George Platt Lynes is known, in certain educated circles, as the photographer of fashion, ballet dancers, cultural icons, and male nudes, anthologized in surveys of gay art and photography, like "Hide/Seek."

But Allen Ellenzweig's important new book, "George Platt Lynes: the Daring Eye," reveals far more about Lynes and his times, nearly seven decades since his untimely death of lung cancer in 1955, at 48. Ellenzwieg had the cooperation of the Lynes family for this biography, including access to the manuscript written by his late brother, Russell Lynes, from 1988, about his brother.

George Platt Lynes, Self-Portrait, Hollywood, ca. 1947  

But the book is no "authorized" hagiography, nor is it dishy or prurient. Instead, Ellenzweig artfully traces Lynes' origins in New Jersey, son of a minister of a well-to congregation, with sophisticated tastes and a decorator wife. (Lynes appended the Platt to Lynes, perhaps as an act of sibling rivalry, but also linking him to an ancestor, mid-19th-century New York City interior designer, also named George. Names are destiny.)

Young Lynes was sent off to the Berkshire School for Boys in Massachusetts, an expensive private school. His parents hoped the headmaster might de-sissify him. Indeed, an older classmate, and lifelong bisexual, Lincoln Kirstein, kept a careful, disapproving distance, although later he and Lynes would develop an important collaboration, with Lynes photographing the dancers of the New York City Ballet, the company Kirstein and George Balanchine founded.

The young Lynes is described as precocious, stubborn and willful, with writing ambitions. He successfully cultivated Gertrude Stein and Alice Toklas, ultimately gaining access to their circle and visiting them in France. With more ambition than resources, he published essays by Stein, and later took the Roman emperor-like portrait of Stein that appeared the cover of Time. Stein, in her transactional fashion, appreciated his efforts on her behalf.

* REQUIRED ACTION A *
According to the George Platt Lynes review, what caused Lynes' death, and how old was he?
* REQUIRED ACTION B *
Continue the George Platt Lynes review, starting after its last sentence.
The listing that comes next has no connection to the George Platt Lynes review.

* PROVIDED MATERIAL *

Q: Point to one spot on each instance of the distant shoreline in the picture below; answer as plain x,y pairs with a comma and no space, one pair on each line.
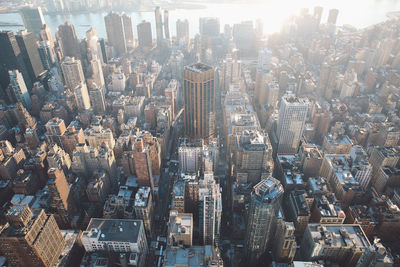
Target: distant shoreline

* ANSWER BOX A *
He died of lung cancer in 1955, at 48.

* ANSWER BOX B *
author Allen Ellenzweig  

Lynes was a catch. His blond hair turned gray early earned him the "silver fox" nickname. He exercised, was suave. We're told female fashion model subjects were disappointed to learn he was gay. Despite financial ups and downs, he maintained elegant studio and living spaces, dressed well, and liked entertaining. He's articulate and literate in his correspondence, even successfully negotiating the purge of other male gays by Stein and Toklas from their circle.

Encounters
Equally fortuitous, through the Stein connection, he made the life-altering meeting with the older, more sophisticated and worldly couple, novelist Glenway Wescott; and publisher and later New York Museum of Modern Art curator Monroe Wheeler.

During the meeting with Wescott, Lynes had a coupe de foudre experience: spotting a photograph of Wheeler, he announced, "That's the man for me." Wescott went along, and both were helpful to his career. They suggested photography to Lynes. They maintained this sometimes difficult menage-a trois for eleven years, Lynes noting in code in his journal when he slept with each of them.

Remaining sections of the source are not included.